Словно бы в память об этом недобром использовании быстроты понимания разум в европейской христианской культуре наложил запрет на быстроту, заставив и мышление человека, и саму природу действовать постепенно и поступенно. Среди перечисленных Кантом «сентенций метафизической мудрости», ставших общими местами европейской философии, фигурирует и так называемый lex continui in natura — «закон непрерывности в природе», который состоит, собственно, в том, что «природа не делает скачков» 197. Этот «закон физики», сформулированный Лейбницем («Ничто не происходит сразу, и одно из моих основных и достоверных положений — это то, что природа никогда не делает скачков» 198), находил применение и в науках о человеческом разуме, которому так же, как и природе, предписывалось действовать постепенно. Состояние дел в рационалистической психологии к моменту появления романтиков на сцене характеризуется, в частности, созданной Дестюттом де Траси «наукой об идеях» («идеологией»), содержавшей следующие выразительные положения: «человеческий разум всегда продвигается вперед постепенно, шаг за шагом (marche toujours pas а pas), при этом интервалы между «продвижениями» — равные, «серия наших суждений образуют длинную цепь, все кольца которой одинаковы», «расстояние между самой возвышенной научной истиной и истиной, которая ей непосредственно предшествовала, не больше расстояния между самой простой идеей и идеей, предшествовавшей ей, точно так же, как от 99 не дальше до 100, чем от 1 до 2» 199.

# # # #

* [Суть задания]:
Каких мыслителей выбранный текст называет по имени? Перечислите всех. Опирайтесь только на выбранный текст.

* [Извлечённые записи]:
# # # #

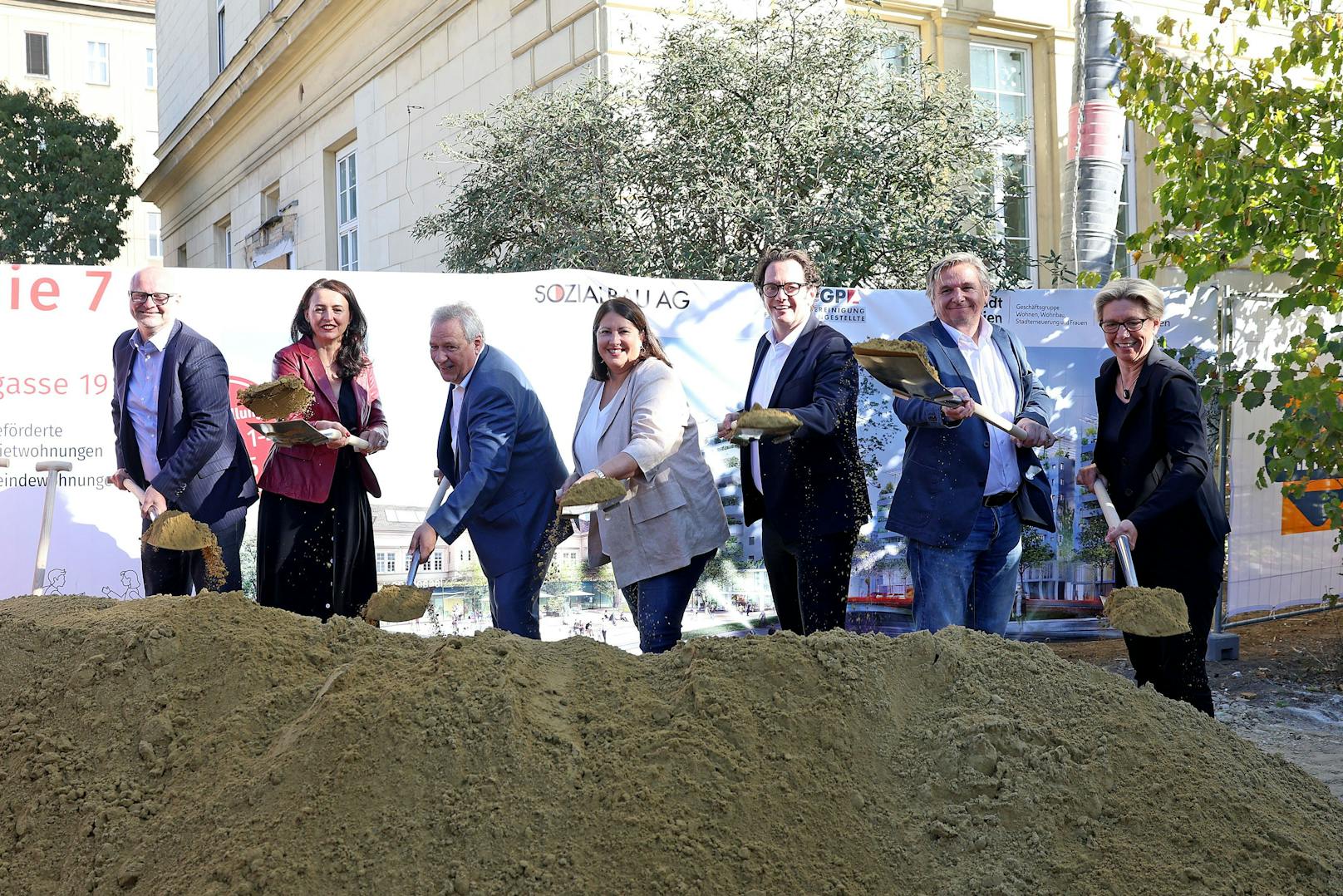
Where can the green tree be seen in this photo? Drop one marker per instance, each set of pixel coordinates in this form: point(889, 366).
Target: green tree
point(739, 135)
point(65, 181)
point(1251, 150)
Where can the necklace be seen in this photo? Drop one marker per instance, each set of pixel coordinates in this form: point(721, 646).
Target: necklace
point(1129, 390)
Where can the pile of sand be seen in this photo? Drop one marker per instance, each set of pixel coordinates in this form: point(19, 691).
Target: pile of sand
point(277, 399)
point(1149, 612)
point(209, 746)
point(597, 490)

# # # #

* [Решение]:
Кант, Лейбниц, Дестютт де Траси.